— Set exercise —
Please pick out every line in the records below that contains the string "helmet", and copy each such line in full. Matching is case-sensitive.

####

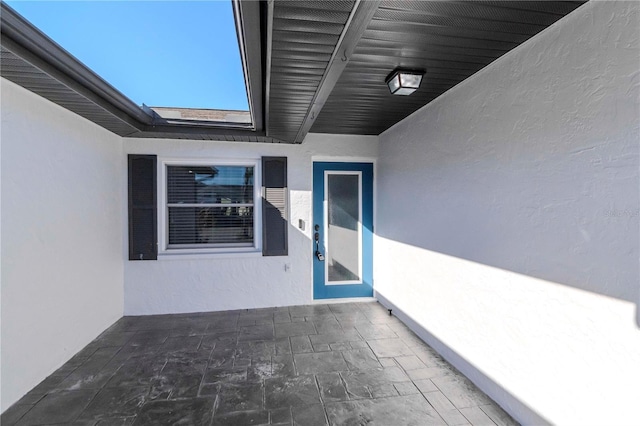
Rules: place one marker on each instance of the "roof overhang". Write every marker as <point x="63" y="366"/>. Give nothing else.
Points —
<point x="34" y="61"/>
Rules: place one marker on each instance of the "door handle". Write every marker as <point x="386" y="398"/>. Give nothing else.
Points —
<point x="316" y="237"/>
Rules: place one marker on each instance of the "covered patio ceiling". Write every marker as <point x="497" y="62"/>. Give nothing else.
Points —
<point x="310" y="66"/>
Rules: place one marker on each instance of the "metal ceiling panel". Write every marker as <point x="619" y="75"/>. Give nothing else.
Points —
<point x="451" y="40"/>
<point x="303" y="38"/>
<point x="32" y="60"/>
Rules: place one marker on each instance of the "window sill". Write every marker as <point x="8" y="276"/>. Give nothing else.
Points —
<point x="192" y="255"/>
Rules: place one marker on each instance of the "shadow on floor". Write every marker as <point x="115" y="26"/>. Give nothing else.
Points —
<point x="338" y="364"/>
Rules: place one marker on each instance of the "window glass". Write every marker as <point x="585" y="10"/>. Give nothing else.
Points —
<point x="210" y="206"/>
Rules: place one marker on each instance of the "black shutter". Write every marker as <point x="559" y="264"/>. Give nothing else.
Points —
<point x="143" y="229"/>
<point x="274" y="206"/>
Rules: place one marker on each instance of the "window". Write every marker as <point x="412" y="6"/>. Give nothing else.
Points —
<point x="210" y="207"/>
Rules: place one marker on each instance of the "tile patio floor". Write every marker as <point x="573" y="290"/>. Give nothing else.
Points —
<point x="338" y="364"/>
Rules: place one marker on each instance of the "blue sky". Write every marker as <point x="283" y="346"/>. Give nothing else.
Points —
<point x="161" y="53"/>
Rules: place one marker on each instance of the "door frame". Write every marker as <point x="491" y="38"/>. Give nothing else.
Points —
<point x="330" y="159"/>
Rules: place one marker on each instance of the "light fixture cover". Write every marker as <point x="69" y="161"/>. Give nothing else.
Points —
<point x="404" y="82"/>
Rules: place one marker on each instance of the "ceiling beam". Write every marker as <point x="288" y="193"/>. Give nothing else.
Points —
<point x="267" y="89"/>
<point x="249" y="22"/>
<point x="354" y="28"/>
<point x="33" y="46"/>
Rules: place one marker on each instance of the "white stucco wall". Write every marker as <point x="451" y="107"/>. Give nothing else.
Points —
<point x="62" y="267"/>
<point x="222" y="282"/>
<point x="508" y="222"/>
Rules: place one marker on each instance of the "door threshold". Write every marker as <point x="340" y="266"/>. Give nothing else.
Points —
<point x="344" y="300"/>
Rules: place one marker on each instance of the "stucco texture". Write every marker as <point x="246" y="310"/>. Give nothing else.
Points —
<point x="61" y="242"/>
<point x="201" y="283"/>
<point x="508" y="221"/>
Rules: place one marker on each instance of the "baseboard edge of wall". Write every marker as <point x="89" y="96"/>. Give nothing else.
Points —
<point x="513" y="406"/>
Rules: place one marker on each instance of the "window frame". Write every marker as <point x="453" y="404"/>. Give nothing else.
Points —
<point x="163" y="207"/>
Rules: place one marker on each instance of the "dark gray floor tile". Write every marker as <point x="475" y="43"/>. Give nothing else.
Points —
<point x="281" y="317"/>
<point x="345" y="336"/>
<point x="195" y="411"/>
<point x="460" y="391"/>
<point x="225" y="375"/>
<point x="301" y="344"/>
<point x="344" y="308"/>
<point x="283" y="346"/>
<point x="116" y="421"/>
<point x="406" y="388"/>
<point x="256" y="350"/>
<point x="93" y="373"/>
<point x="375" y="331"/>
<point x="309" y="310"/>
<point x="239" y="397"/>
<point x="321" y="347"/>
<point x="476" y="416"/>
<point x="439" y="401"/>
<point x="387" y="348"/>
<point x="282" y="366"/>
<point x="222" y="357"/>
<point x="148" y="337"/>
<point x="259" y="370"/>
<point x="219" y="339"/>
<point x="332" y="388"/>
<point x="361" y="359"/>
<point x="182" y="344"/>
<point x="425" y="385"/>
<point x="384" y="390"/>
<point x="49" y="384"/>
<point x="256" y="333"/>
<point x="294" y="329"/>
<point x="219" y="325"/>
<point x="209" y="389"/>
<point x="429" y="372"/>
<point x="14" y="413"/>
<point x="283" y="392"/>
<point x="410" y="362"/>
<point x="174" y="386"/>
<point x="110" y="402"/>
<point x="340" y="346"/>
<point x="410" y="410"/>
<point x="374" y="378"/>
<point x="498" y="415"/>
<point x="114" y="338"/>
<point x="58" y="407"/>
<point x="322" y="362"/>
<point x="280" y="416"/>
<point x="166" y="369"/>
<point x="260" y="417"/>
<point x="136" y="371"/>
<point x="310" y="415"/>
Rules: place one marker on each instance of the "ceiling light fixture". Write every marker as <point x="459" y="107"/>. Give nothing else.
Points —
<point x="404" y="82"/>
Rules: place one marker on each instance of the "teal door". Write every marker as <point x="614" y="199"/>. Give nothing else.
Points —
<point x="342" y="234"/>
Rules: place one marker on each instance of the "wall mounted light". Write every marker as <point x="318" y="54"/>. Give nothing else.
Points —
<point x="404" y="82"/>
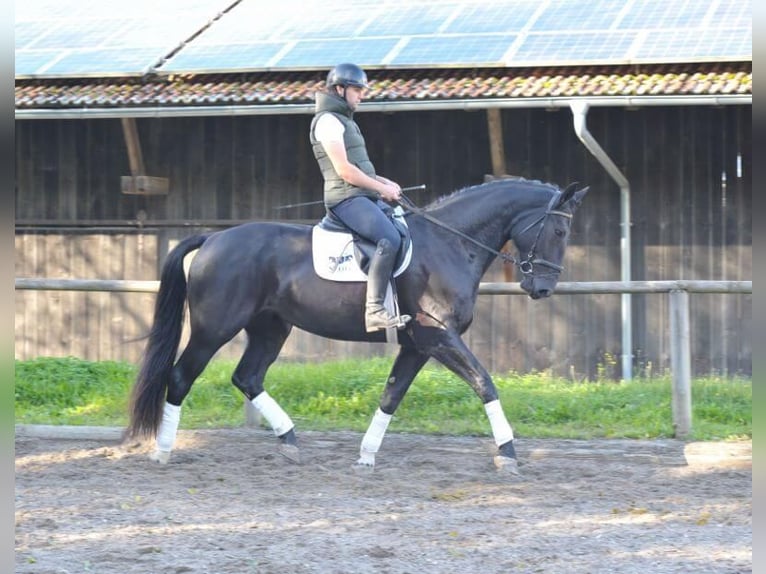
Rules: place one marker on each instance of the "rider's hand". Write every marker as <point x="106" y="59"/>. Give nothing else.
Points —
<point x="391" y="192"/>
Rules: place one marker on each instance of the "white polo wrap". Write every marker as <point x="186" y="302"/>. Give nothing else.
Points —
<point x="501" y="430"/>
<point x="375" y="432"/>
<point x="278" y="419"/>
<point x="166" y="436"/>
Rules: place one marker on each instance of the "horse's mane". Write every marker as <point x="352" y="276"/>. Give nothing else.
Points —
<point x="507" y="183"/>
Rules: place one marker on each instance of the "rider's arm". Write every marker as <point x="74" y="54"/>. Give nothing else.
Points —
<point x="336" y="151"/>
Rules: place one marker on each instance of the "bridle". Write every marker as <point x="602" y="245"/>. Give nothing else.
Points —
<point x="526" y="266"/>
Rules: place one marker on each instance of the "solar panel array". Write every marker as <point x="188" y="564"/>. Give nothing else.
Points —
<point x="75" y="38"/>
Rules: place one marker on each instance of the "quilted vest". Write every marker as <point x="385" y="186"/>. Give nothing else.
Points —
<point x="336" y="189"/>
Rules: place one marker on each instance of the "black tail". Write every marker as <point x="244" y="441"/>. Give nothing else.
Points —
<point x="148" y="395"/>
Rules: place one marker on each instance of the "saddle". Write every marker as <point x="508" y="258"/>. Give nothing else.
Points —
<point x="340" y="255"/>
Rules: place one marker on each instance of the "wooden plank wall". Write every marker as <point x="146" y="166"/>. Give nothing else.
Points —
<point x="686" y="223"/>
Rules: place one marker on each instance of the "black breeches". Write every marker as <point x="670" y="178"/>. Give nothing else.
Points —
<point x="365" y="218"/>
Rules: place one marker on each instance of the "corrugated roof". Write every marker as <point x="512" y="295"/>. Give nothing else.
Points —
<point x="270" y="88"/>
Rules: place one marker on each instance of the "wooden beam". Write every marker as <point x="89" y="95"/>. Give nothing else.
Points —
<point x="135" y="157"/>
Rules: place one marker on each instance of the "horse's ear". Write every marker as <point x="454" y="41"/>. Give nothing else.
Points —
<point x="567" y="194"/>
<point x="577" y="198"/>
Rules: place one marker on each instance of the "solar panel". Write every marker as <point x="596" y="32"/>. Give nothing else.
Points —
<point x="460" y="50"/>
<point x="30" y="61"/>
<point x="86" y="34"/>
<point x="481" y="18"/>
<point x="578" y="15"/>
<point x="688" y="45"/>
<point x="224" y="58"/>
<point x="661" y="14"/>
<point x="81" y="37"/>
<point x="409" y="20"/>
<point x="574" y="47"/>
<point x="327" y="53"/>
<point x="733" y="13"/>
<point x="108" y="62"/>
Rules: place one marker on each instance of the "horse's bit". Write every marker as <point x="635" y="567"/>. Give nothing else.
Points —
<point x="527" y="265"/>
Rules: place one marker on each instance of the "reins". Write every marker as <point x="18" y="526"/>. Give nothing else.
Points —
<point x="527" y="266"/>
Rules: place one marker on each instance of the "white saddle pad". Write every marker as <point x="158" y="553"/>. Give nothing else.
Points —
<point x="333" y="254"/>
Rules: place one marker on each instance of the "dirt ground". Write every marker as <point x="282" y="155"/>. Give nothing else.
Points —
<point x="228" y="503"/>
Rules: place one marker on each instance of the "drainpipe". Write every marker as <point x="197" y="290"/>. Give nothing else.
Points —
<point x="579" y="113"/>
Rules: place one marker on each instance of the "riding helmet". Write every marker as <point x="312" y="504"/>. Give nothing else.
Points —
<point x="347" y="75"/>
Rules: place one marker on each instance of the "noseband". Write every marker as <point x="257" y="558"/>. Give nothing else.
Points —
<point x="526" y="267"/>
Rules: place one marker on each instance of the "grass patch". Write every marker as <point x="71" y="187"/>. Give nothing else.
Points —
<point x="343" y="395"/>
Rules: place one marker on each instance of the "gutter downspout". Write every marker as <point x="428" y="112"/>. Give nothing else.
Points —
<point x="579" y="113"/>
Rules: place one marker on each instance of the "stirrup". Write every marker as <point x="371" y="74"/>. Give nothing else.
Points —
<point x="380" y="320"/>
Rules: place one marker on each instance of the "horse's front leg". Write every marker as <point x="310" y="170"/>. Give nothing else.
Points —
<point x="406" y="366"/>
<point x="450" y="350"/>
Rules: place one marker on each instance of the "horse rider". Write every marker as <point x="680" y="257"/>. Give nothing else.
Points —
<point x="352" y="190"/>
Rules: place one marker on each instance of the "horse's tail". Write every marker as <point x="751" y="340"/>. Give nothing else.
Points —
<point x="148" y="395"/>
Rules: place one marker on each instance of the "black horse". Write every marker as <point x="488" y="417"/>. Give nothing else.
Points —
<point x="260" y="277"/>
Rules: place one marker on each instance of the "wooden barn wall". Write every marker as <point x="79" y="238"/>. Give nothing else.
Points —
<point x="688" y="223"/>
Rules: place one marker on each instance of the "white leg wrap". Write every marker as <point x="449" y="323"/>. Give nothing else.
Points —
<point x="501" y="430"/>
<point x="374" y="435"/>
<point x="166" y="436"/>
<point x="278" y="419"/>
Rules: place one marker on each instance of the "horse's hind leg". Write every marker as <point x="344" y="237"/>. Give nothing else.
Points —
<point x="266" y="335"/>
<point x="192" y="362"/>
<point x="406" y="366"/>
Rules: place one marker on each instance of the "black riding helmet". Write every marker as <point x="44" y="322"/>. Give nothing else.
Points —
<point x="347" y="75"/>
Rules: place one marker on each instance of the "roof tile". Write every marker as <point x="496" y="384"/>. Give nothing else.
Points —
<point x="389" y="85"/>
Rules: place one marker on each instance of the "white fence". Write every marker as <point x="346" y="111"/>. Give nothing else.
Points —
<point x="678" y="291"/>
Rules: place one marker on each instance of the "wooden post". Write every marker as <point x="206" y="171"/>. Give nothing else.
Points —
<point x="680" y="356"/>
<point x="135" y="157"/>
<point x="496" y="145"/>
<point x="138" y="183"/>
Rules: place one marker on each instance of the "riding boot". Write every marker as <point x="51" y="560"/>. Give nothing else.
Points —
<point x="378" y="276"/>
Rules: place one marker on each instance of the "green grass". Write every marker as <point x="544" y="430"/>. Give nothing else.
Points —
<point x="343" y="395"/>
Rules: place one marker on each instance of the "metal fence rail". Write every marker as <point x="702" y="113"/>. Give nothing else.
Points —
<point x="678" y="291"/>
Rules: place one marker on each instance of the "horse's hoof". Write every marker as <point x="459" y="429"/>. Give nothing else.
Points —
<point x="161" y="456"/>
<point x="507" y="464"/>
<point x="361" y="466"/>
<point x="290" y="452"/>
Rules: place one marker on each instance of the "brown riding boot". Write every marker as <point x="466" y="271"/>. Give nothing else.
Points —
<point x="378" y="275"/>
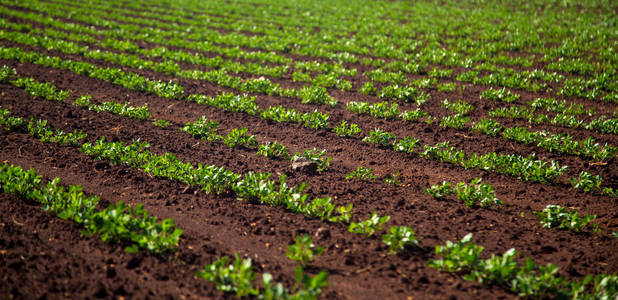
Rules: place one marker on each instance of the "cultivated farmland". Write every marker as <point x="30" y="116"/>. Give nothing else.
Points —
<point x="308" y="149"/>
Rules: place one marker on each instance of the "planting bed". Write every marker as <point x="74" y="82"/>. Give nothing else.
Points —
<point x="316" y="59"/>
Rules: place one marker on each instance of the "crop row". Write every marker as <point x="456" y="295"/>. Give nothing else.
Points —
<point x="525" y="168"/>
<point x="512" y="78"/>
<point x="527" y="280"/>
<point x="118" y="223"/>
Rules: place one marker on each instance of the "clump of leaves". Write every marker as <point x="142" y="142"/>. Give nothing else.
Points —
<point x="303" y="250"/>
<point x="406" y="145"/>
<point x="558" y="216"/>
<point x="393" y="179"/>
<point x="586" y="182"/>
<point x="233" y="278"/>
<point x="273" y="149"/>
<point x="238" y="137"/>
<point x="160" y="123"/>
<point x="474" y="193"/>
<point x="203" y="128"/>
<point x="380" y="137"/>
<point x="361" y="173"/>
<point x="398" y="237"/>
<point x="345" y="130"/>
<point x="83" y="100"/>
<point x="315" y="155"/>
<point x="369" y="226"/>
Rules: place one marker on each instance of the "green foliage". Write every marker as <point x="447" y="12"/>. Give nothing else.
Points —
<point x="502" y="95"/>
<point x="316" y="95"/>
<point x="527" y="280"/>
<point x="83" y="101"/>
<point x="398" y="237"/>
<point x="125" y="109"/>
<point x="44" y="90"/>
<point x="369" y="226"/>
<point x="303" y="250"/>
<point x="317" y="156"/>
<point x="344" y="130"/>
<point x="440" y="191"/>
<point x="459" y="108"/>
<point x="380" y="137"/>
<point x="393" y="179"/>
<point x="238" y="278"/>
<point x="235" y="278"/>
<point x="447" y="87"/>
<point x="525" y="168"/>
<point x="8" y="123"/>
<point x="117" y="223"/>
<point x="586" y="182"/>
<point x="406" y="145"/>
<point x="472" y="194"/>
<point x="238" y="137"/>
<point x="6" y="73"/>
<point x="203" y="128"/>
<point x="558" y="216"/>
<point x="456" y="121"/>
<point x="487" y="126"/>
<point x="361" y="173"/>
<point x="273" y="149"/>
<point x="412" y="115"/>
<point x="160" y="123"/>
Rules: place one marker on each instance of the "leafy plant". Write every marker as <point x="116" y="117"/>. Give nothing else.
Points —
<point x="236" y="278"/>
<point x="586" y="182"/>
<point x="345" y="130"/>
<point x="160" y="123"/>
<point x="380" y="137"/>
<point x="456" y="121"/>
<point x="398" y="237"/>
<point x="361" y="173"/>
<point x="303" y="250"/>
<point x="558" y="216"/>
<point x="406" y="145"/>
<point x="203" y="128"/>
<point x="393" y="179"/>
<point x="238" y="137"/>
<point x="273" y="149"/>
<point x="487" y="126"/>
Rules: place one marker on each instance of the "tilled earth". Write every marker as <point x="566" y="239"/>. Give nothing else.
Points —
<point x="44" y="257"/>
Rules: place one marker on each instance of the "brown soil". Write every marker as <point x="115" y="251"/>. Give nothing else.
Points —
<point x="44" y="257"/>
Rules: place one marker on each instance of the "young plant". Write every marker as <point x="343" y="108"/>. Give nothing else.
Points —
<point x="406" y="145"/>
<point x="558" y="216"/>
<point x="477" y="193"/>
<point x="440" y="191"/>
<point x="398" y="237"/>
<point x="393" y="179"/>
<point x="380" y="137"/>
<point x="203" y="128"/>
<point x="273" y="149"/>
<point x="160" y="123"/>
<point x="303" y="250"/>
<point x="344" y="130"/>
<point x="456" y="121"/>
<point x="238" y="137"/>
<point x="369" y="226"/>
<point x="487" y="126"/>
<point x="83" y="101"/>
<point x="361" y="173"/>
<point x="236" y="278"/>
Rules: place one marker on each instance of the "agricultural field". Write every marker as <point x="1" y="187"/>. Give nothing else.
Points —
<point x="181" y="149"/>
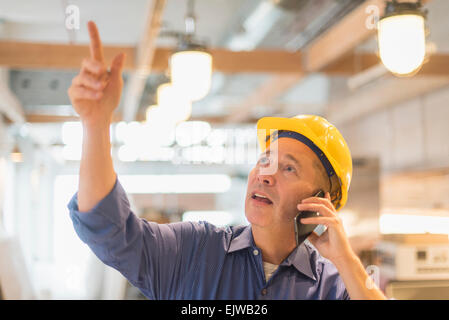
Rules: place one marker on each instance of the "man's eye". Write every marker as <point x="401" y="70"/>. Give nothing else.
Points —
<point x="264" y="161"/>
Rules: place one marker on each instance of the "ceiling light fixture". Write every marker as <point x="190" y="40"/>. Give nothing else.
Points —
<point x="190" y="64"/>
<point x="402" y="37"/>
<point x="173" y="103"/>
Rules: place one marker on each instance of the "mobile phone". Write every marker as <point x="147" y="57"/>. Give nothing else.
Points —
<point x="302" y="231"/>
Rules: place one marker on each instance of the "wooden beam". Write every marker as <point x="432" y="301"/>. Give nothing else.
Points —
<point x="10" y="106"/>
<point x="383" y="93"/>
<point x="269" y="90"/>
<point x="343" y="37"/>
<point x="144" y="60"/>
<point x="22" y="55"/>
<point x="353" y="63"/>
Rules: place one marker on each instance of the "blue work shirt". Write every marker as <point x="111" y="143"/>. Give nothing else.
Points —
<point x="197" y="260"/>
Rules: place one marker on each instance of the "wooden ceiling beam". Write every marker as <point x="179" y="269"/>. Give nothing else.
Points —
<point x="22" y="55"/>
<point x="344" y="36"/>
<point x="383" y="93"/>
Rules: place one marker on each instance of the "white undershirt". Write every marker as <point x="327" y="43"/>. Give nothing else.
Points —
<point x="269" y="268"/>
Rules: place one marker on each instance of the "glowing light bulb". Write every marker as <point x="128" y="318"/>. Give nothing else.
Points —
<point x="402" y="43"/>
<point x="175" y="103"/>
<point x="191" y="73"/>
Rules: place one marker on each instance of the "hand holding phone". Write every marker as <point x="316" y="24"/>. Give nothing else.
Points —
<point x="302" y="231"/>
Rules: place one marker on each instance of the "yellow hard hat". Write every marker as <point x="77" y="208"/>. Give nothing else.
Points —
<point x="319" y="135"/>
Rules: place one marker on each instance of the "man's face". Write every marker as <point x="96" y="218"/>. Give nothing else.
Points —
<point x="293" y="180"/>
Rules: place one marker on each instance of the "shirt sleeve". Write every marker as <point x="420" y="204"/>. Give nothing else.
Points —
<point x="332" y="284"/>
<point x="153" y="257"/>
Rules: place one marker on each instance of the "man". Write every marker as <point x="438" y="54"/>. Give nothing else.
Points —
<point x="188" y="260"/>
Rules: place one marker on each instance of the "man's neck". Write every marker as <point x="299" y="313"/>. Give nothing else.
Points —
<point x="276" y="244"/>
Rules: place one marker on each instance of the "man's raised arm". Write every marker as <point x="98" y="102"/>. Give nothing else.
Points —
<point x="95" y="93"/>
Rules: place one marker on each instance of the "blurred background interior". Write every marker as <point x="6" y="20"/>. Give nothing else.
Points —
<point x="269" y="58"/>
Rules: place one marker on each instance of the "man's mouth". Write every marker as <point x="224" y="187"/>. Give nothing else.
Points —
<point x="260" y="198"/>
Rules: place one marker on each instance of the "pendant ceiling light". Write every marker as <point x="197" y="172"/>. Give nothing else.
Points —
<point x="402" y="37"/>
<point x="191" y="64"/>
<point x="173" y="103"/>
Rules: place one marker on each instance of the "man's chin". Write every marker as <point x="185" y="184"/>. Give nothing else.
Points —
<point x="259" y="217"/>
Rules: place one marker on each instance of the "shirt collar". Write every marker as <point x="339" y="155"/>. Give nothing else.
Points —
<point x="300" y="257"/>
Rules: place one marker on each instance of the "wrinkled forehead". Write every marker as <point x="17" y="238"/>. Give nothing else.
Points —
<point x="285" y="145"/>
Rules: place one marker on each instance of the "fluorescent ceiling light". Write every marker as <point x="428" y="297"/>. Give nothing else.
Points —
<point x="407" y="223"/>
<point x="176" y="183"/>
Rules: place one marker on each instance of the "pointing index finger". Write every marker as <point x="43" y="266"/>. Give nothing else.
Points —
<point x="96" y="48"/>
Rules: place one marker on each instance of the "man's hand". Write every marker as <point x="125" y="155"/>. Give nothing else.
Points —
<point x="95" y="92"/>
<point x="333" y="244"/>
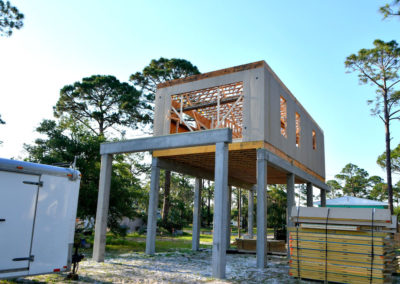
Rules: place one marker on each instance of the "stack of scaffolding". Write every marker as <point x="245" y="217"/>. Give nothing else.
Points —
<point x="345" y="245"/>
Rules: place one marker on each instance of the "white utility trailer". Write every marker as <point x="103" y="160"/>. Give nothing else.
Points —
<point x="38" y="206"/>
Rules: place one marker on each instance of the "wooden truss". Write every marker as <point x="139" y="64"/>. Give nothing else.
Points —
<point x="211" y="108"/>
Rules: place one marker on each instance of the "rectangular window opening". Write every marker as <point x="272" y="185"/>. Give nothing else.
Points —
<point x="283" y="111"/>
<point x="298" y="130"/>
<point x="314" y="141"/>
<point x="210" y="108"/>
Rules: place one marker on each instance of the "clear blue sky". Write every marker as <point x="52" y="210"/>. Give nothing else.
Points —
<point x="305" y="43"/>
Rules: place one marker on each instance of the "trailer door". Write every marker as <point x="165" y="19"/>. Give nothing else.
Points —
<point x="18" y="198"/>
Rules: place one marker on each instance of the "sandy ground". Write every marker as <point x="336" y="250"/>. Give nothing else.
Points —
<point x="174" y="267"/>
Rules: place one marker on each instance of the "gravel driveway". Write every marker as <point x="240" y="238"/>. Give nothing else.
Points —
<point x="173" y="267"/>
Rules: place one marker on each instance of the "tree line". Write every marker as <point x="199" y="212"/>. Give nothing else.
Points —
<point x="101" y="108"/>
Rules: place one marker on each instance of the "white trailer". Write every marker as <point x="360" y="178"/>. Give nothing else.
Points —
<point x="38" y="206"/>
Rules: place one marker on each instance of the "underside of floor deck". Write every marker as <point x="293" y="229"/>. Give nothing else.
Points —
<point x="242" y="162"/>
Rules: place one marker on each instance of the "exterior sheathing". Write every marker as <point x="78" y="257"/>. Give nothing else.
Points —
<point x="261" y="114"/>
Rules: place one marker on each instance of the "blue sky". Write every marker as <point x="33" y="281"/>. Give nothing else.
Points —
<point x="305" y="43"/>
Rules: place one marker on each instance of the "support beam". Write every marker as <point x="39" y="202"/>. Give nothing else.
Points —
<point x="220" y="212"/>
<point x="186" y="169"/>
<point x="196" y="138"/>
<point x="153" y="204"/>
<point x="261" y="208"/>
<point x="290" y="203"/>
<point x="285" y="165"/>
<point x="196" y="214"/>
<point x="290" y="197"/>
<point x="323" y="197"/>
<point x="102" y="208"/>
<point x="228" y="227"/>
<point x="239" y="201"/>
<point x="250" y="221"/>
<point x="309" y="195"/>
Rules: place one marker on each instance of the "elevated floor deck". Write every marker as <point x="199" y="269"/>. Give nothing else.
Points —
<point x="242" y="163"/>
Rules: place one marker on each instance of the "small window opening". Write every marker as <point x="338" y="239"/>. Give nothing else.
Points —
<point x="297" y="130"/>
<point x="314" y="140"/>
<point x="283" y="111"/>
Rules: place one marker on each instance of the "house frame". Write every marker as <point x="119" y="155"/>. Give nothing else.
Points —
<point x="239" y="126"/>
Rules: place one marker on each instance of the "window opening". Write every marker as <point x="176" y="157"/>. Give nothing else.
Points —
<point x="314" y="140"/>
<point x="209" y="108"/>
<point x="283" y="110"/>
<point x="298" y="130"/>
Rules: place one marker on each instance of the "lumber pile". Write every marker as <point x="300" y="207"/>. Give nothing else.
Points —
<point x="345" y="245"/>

####

— Exercise response —
Rules: place one marker on each instance of the "riding helmet". Write every marker as <point x="312" y="504"/>. Give nothing else.
Rules: place one marker on each instance of the "black riding helmet". Write every marker as <point x="44" y="322"/>. Give nothing else.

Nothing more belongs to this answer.